> **Extrait choisi**
——
Jean Mallot : Je ne suis pas surpris car il y a déjà eu il y a quelques mois la sortie de Laurent Wauquiez qui parlait du "cancer de la société" pour parler des bénéficiaires du RSA. A présent, Thierry Mariani assimile les allocataires sociaux à des fraudeurs. On voit bien l'amalgame. Ce qui est scandaleux, ce n'est pas qu'il veuille lutter contre la fraude sociale - tout le monde est contre, nous les premiers - mais qu'il jette l'opprobre sur tous les allocataires de prestations sociales. Ils sont à la chasse à l'électorat d'extrême droite.

Ensuite, la création du fameux RNCPS (Répertoire National Commun de la Protection Sociale ), le fichier auquel Thierry Mariani fait allusion sans le nommer, a déjà été décidée en décembre 2006 par une loi de financement de la Sécurité sociale. Ils font du recyclage !

Ce fichier, le RNCPS, est-il consensuel ?

Le sujet n'est pas le fichier. S'il sert à lutter contre la fraude, on ne peut pas être contre. Simplement, il faut rappeler ce qu'est la fraude sociale, qui se définit par trois critères. D'abord, il faut une infraction. Ensuite, cette infraction doit créer un préjudice pour les finances publiques. Enfin, cette démarche doit être intentionnelle. Il faut donc distinguer la fraude des abus. Sinon, on amalgame tout, de la personne qui oublie de remplir une ligne à celle qui se trompe sur la déclaration de ses ressources. C'est bien pour cela que la branche Famille récupère 90 % des indus constatés.

Quelles est l’ampleur de la fraude sociale ?
——
> **Consignes à suivre**
• a. D'après l'extrait, pourquoi faut-il distinguer la fraude des abus ? Répondez en une à trois phrases.
• b. Selon l'extrait, quand et par quel texte la création du RNCPS a-t-elle été décidée ?
• c. Recopiez fidèlement, dans l'extrait, le passage qui s'ouvre sur les mots contenant « Jean Mallot : Je » et se termine par « du recyclage ! ».
Répondez en vous appuyant uniquement sur l'extrait.
——
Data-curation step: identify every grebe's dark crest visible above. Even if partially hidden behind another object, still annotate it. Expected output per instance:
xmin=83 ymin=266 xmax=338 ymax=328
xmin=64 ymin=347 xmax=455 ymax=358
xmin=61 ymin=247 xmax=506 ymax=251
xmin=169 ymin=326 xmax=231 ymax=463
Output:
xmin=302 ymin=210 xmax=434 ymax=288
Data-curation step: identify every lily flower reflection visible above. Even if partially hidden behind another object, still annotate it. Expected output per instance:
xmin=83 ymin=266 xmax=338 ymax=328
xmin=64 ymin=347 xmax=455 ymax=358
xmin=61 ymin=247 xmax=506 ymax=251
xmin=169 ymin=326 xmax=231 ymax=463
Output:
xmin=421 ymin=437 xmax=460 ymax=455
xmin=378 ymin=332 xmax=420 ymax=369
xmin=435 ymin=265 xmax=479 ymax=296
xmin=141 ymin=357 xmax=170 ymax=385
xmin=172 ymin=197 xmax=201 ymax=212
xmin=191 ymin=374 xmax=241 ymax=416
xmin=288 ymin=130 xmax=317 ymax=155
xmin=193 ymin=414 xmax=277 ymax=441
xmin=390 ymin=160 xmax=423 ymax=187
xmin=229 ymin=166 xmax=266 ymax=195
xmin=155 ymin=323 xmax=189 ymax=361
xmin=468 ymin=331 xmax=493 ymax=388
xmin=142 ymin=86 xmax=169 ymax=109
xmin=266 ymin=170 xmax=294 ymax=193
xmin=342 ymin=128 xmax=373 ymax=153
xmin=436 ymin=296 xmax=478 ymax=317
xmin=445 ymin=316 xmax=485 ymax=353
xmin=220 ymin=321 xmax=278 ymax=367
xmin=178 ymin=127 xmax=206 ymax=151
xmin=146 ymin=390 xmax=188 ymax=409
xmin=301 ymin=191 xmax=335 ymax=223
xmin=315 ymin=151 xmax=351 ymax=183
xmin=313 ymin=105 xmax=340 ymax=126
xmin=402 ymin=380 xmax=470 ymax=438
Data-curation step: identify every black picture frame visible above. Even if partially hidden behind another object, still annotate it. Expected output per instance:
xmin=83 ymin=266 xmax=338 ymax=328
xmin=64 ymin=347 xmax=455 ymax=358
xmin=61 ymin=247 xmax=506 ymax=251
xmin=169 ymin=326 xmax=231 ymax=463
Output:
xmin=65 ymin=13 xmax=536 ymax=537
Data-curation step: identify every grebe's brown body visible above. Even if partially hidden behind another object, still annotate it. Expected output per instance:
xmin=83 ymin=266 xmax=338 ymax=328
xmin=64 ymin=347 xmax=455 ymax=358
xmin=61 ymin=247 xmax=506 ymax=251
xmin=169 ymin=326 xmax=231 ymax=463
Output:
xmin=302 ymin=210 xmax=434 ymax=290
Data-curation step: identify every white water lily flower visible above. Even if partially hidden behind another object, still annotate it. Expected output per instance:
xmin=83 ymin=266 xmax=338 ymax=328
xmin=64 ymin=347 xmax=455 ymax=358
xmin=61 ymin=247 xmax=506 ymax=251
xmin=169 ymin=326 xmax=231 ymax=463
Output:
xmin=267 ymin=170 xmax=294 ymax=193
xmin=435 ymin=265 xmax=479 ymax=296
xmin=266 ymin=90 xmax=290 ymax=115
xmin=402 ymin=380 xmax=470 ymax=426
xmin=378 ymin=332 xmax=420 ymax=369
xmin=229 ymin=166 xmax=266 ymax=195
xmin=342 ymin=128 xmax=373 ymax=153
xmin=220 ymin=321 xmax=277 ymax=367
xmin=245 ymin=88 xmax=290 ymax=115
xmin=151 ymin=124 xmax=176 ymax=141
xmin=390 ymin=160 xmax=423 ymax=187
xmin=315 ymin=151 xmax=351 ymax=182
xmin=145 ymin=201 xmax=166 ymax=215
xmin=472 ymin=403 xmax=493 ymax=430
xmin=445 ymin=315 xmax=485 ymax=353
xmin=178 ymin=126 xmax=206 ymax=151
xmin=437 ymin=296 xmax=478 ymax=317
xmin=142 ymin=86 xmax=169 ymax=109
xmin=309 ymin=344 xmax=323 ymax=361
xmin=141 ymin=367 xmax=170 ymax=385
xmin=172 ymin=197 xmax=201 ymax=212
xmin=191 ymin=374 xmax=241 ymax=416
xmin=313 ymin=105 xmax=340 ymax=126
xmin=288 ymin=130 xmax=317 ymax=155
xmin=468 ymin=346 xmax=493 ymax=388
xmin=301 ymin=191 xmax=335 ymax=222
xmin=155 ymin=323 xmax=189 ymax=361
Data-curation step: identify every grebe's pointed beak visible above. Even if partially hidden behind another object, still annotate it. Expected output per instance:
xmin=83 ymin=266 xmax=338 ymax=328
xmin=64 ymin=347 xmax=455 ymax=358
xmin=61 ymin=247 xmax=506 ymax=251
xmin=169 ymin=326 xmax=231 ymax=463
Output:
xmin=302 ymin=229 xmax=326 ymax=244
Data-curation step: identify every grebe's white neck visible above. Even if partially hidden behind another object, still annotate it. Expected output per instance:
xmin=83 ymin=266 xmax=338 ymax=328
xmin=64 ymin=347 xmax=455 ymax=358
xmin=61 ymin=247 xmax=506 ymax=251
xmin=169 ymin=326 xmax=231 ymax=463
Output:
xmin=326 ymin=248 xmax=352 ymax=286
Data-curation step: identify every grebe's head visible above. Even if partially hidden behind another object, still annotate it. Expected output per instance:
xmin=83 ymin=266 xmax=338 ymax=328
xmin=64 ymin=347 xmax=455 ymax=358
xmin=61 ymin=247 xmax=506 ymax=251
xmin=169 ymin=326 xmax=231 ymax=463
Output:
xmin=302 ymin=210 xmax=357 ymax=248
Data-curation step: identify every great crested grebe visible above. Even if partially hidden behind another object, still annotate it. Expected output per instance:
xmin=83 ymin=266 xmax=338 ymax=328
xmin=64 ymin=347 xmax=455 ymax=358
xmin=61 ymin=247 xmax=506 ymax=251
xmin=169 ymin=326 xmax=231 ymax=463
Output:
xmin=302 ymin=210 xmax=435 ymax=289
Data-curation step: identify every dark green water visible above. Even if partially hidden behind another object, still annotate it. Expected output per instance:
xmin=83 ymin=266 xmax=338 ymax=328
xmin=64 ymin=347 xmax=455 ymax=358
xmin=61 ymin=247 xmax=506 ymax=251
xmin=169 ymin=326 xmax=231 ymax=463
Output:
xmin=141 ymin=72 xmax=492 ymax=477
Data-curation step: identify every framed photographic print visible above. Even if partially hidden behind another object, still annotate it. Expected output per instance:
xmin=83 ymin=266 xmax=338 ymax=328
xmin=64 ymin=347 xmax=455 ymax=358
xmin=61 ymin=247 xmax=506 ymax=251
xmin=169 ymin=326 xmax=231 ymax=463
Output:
——
> **Corrigé des exercices**
• a. Il faut distinguer la fraude des abus parce que, sinon, on amalgame tout. On mettrait alors dans le même sac la personne qui oublie de remplir une ligne et celle qui se trompe sur la déclaration de ses ressources.

• b. Elle a été décidée en décembre 2006 par une loi de financement de la Sécurité sociale.

• c.
Jean Mallot : Je ne suis pas surpris car il y a déjà eu il y a quelques mois la sortie de Laurent Wauquiez qui parlait du "cancer de la société" pour parler des bénéficiaires du RSA. A présent, Thierry Mariani assimile les allocataires sociaux à des fraudeurs. On voit bien l'amalgame. Ce qui est scandaleux, ce n'est pas qu'il veuille lutter contre la fraude sociale - tout le monde est contre, nous les premiers - mais qu'il jette l'opprobre sur tous les allocataires de prestations sociales. Ils sont à la chasse à l'électorat d'extrême droite.

Ensuite, la création du fameux RNCPS (Répertoire National Commun de la Protection Sociale ), le fichier auquel Thierry Mariani fait allusion sans le nommer, a déjà été décidée en décembre 2006 par une loi de financement de la Sécurité sociale. Ils font du recyclage !